Required actions:
(a) Summarize the comment on Steem investment in two sentences.
(b) Reproduce verbatim the part of the comment on Steem investment that runs from "Infact the idea" to "the 10% inflation.".

#### Passage shown

Infact the idea of Bonds by @stephenkendal for rewarding long term holders with even higher interest rates would be fantastic to attract investment. but it will always be frowned upon till the vast majority of the Steem Power is in the hands of the few people who ninjamined Steem (so again burning half of that would be important).
Bottomline: real big investors are not interested nor have time to buy Steem to become curators (and curation rewards are crap anyway), but would invest if holding was profitable.
And for holding to be profitable I think they need to be offered a rate that somehow mitigates the 10% inflation.
Btw I also got the impression from your other thread about SBD that you are "anti-investor"...as you oppose a stable peg for the SBD which would actually bring a lot of value to Steem. Also in this thread you go straight for the 1% interest of Steem Holders....without even considering lowering that 69% for authors...which then goes straight to exchanges putting selling pressure on Steem.
Provocation: maybe we should take 10% from all the top trending post to fund those Projects. or do you think this post is really worth 500+$? ;P
We really need to be mindful that without investors this place won't last long, so just an author centric approach won't work.

########
#### Source material

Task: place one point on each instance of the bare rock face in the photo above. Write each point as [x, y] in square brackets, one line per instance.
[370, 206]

########

Solutions by task:
(a) The writer argues that big investors have neither the interest nor the time to buy Steem to become curators, but would invest if holding were profitable, which would require a rate that somehow offsets the 10% inflation. The writer also warns that without investors the platform won't last long, so an approach centered only on authors won't work.

(b)
Infact the idea of Bonds by @stephenkendal for rewarding long term holders with even higher interest rates would be fantastic to attract investment. but it will always be frowned upon till the vast majority of the Steem Power is in the hands of the few people who ninjamined Steem (so again burning half of that would be important).
Bottomline: real big investors are not interested nor have time to buy Steem to become curators (and curation rewards are crap anyway), but would invest if holding was profitable.
And for holding to be profitable I think they need to be offered a rate that somehow mitigates the 10% inflation.